— begin Document section —

You are viewing a plain text version of this content. The canonical link for it is here.
Posted to commits@airflow.apache.org by GitBox <gi...@apache.org> on 2022/02/09 17:44:47 UTC

[GitHub] [airflow] nitaibezerra opened a new issue #21473: Tasks get stucked in `scheduled` state if another DAG sets max_active_tasks

nitaibezerra opened a new issue #21473:
URL: https://github.com/apache/airflow/issues/21473


   ### Apache Airflow version
   
   2.2.2
   
   ### What happened
   
   I'm running two DAGs composed by 50 independent tasks in each DAG. Lets call DAG **A** and DAG **B**. DAG **A** has `max_active_tasks` set to 1 which means that only one task can run each time in this DAG. 
   
   When I run only DAG **B** its 50 tasks get executed properly, respecting the `AIRFLOW__CORE__MAX_ACTIVE_TASKS_PER_DAG ` parameter, which limits the number of running tasks at the same time, defaulted to 16. 
   
   But when I run DAG **A** and **B** at the same time all tasks of DAG **B** get stucked in `scheduled` state. On the other hand DAG **A** still executing properly, running tasks one by one, respecting the `max_active_tasks` parameter.

— end Document section —

(Problem to solve)
In the Airflow issue report above, which Apache Airflow version is being run?

— begin Dataset rows —

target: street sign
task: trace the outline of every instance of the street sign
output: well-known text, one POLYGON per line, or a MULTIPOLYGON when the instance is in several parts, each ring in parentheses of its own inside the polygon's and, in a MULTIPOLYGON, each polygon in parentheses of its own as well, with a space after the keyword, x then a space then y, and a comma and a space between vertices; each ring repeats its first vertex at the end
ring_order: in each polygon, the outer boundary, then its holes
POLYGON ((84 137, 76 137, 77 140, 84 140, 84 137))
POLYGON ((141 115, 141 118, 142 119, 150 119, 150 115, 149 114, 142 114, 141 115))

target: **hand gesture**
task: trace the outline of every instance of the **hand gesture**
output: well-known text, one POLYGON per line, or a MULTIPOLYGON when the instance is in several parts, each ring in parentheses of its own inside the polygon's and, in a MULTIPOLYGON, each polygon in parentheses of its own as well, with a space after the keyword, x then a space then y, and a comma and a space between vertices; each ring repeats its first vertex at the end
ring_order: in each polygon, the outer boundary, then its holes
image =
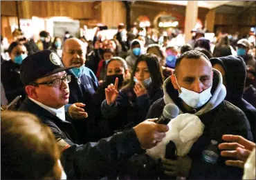
POLYGON ((143 83, 136 83, 134 90, 135 94, 136 94, 137 97, 146 94, 147 93, 147 90, 143 83))
POLYGON ((157 119, 147 119, 134 128, 143 149, 150 149, 156 146, 165 137, 169 130, 168 126, 157 124, 157 119))
POLYGON ((188 177, 192 167, 192 159, 188 156, 178 157, 177 159, 162 159, 164 173, 167 176, 188 177))
POLYGON ((105 88, 106 101, 108 105, 113 103, 118 95, 118 78, 116 78, 115 85, 113 83, 109 85, 107 88, 105 88))
POLYGON ((83 108, 85 104, 76 103, 72 104, 68 108, 68 114, 72 119, 79 119, 88 117, 88 114, 83 108))
POLYGON ((226 134, 222 137, 222 139, 228 143, 222 143, 219 145, 219 149, 226 150, 221 152, 221 155, 237 159, 226 161, 226 164, 244 168, 244 163, 251 151, 255 148, 255 143, 241 136, 236 135, 226 134))

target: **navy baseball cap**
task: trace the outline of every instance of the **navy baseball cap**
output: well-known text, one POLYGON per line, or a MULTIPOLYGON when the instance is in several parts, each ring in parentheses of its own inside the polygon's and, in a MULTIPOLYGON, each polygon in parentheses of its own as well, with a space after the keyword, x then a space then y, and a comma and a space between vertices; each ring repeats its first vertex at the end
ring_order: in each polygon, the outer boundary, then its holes
POLYGON ((64 67, 60 57, 53 50, 40 50, 23 60, 20 69, 21 79, 23 84, 26 86, 37 79, 75 67, 77 66, 64 67))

— end Dataset rows —

(Response for this exercise)
2.2.2